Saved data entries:
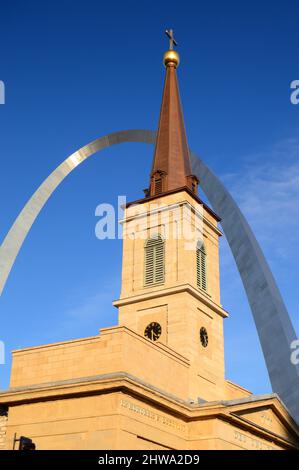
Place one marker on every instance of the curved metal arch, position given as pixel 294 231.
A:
pixel 275 329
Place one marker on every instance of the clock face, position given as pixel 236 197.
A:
pixel 204 339
pixel 153 331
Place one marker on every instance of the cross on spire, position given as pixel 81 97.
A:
pixel 172 41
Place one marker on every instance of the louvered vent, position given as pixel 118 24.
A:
pixel 154 261
pixel 158 186
pixel 201 267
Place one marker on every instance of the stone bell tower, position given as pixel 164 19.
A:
pixel 170 274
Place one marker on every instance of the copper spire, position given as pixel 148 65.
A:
pixel 171 166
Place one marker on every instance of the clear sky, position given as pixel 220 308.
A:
pixel 77 70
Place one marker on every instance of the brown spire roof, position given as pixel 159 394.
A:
pixel 171 165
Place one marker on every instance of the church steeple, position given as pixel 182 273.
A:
pixel 171 165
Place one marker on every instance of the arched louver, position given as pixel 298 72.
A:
pixel 154 261
pixel 201 267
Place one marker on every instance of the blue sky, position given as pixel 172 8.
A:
pixel 75 71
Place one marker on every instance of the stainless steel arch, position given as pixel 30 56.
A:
pixel 274 326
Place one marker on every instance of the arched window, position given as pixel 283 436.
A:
pixel 201 266
pixel 154 260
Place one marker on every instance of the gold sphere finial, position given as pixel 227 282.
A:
pixel 171 57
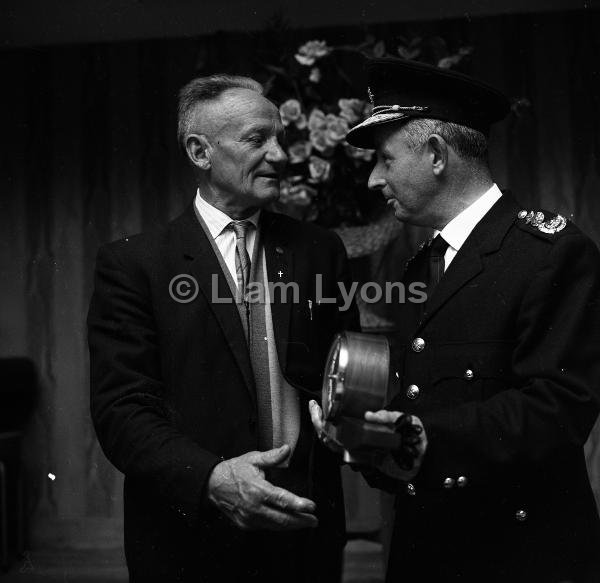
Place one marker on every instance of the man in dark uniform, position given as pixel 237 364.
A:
pixel 501 365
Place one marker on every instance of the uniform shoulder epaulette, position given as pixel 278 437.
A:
pixel 538 221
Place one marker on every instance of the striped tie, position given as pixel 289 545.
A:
pixel 437 250
pixel 242 259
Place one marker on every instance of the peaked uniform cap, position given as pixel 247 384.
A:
pixel 400 90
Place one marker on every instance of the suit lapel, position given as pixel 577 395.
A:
pixel 485 238
pixel 207 271
pixel 280 269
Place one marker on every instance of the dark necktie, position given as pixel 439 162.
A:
pixel 436 253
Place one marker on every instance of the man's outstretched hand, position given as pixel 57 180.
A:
pixel 388 463
pixel 237 487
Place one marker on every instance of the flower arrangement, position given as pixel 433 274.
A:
pixel 326 181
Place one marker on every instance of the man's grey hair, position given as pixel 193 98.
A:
pixel 466 142
pixel 205 89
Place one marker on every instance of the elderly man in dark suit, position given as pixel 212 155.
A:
pixel 206 340
pixel 500 366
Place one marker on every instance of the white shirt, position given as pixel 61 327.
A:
pixel 217 221
pixel 285 402
pixel 455 233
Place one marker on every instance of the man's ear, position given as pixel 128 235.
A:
pixel 438 151
pixel 199 150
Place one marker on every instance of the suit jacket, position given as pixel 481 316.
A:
pixel 172 390
pixel 507 371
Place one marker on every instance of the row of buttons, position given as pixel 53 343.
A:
pixel 412 391
pixel 520 515
pixel 461 482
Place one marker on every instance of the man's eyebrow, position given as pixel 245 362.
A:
pixel 256 127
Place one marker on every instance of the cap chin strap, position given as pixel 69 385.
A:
pixel 397 108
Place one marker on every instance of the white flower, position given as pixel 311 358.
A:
pixel 315 75
pixel 319 169
pixel 309 52
pixel 337 128
pixel 299 151
pixel 316 120
pixel 290 111
pixel 358 153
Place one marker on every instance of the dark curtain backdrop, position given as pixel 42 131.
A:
pixel 89 155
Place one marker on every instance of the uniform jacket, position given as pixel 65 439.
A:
pixel 172 390
pixel 503 369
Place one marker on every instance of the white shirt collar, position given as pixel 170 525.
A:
pixel 215 219
pixel 460 227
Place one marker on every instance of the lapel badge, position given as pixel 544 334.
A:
pixel 554 225
pixel 538 220
pixel 371 96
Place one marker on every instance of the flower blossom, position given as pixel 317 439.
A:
pixel 309 52
pixel 337 128
pixel 316 120
pixel 319 169
pixel 297 194
pixel 299 151
pixel 291 112
pixel 358 153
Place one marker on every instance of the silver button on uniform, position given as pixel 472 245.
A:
pixel 418 344
pixel 412 392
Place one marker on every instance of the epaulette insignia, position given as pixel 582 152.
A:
pixel 537 220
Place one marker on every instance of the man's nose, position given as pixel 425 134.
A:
pixel 375 181
pixel 276 154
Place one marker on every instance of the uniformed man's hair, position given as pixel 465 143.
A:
pixel 205 89
pixel 466 142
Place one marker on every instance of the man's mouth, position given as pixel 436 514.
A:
pixel 269 175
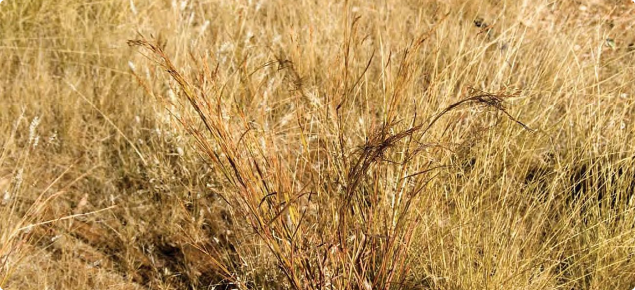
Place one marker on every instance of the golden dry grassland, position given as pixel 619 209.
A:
pixel 270 144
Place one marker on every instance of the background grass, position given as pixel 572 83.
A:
pixel 315 168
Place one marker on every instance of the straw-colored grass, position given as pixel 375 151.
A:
pixel 317 144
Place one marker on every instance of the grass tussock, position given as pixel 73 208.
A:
pixel 327 145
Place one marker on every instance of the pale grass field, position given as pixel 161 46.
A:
pixel 306 144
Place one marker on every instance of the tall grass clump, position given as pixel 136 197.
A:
pixel 317 144
pixel 331 204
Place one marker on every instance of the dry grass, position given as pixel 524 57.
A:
pixel 317 145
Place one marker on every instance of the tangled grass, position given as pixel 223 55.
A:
pixel 317 145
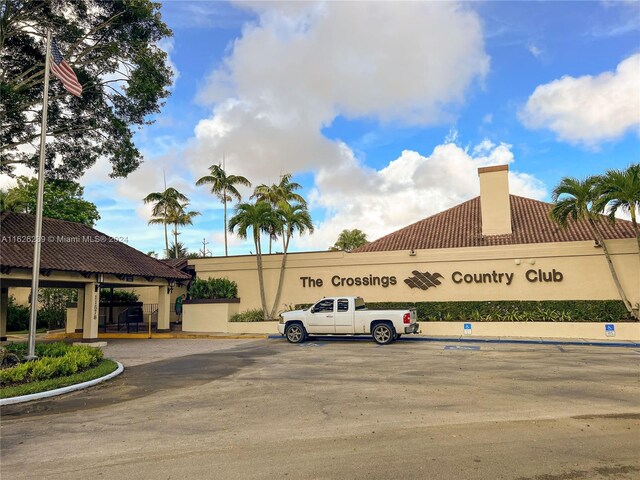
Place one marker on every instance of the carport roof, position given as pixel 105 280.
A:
pixel 74 247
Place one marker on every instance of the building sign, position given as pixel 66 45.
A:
pixel 426 280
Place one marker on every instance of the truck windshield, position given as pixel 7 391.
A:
pixel 359 302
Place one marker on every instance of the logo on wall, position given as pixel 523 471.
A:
pixel 423 280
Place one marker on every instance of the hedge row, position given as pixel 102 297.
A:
pixel 255 315
pixel 512 311
pixel 213 288
pixel 64 360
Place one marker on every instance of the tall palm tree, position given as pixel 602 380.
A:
pixel 620 189
pixel 574 199
pixel 292 218
pixel 255 217
pixel 350 239
pixel 279 195
pixel 163 204
pixel 179 217
pixel 223 186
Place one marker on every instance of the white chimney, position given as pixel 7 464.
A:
pixel 494 200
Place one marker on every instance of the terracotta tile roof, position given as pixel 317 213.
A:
pixel 461 226
pixel 101 256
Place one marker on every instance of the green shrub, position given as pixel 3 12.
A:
pixel 17 316
pixel 511 311
pixel 213 288
pixel 55 360
pixel 515 311
pixel 255 315
pixel 15 374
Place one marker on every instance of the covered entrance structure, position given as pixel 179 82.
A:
pixel 77 256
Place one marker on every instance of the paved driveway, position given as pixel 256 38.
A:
pixel 340 409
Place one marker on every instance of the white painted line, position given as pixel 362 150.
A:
pixel 63 390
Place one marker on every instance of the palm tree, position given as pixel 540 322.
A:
pixel 292 218
pixel 279 195
pixel 180 218
pixel 163 204
pixel 255 217
pixel 620 189
pixel 223 187
pixel 350 239
pixel 177 250
pixel 575 199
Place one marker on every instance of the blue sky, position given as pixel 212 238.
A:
pixel 383 111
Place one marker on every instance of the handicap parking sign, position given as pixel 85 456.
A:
pixel 610 330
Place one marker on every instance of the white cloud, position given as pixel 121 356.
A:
pixel 591 109
pixel 408 189
pixel 302 64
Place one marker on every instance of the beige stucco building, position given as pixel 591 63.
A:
pixel 494 247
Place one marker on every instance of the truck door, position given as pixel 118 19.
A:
pixel 343 316
pixel 321 319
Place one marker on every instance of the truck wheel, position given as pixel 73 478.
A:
pixel 383 334
pixel 295 333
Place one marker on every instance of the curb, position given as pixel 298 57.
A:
pixel 585 343
pixel 63 390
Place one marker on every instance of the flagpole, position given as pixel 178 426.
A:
pixel 38 233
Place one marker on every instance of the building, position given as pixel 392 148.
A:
pixel 76 256
pixel 493 247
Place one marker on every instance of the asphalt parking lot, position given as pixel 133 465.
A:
pixel 253 409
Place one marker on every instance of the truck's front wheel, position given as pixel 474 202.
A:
pixel 383 333
pixel 295 333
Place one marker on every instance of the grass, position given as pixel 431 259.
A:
pixel 105 367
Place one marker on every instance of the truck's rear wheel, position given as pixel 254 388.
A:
pixel 383 333
pixel 295 333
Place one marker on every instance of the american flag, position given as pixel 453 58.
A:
pixel 63 71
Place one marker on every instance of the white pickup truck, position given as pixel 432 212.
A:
pixel 347 316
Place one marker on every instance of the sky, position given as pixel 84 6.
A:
pixel 382 111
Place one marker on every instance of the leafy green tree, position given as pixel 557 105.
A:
pixel 577 200
pixel 620 190
pixel 223 186
pixel 293 218
pixel 62 200
pixel 164 204
pixel 113 49
pixel 350 239
pixel 177 250
pixel 254 217
pixel 279 195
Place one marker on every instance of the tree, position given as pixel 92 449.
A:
pixel 574 199
pixel 255 217
pixel 279 195
pixel 179 217
pixel 350 239
pixel 292 218
pixel 620 189
pixel 177 250
pixel 223 186
pixel 62 200
pixel 113 49
pixel 164 203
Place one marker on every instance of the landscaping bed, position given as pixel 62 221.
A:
pixel 58 365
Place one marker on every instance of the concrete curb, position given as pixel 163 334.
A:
pixel 586 343
pixel 60 391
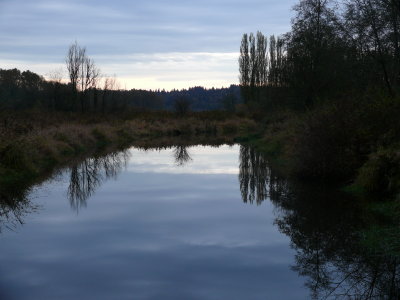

• Request: Pick out every line in the listing above that contains the word "palm", and copy each one in full. Case counts.

• Task response:
Place one marker on every instance of the tall palm tree, position given as pixel 602 380.
Place one marker on every instance of the palm tree, position given as pixel 540 322.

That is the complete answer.